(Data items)
####
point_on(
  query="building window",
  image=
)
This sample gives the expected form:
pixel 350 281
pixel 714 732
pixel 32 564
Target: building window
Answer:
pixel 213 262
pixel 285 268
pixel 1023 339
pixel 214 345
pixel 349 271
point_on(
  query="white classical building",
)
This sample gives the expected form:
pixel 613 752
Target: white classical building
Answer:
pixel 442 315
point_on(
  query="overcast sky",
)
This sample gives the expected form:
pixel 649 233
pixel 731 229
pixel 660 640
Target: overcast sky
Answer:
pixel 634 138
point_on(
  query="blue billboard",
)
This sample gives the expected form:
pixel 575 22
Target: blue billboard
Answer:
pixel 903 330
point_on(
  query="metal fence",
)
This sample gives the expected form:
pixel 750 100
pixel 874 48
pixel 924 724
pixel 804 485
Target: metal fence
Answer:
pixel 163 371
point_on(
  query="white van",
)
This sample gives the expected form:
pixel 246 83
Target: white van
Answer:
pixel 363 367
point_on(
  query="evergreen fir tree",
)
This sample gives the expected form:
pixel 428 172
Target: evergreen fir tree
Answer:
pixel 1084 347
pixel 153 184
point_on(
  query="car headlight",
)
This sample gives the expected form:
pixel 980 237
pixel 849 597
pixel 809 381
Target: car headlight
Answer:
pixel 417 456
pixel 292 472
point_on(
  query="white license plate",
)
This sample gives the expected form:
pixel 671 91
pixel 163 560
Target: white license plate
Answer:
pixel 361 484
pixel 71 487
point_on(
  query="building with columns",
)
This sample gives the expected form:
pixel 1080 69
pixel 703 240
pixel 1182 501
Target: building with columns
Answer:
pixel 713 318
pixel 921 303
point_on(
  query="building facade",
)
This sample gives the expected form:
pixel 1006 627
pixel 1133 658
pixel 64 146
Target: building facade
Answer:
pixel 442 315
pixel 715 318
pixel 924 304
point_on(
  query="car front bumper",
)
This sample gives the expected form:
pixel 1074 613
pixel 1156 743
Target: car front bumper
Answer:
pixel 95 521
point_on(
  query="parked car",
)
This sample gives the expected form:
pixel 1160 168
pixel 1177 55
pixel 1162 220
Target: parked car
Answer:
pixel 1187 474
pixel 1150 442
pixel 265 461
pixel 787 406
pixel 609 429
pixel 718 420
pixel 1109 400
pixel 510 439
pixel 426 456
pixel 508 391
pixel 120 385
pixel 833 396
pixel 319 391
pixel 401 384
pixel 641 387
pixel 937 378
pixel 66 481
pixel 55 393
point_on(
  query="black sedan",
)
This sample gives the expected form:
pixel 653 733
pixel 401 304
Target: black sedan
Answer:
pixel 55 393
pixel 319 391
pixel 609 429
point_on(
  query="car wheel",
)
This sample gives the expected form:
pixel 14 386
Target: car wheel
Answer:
####
- [Exercise directions]: Copy out each line from the records above that includes the word "fence". Upper and lower case must match.

- [Worked solution]:
  query="metal fence",
Target: metal fence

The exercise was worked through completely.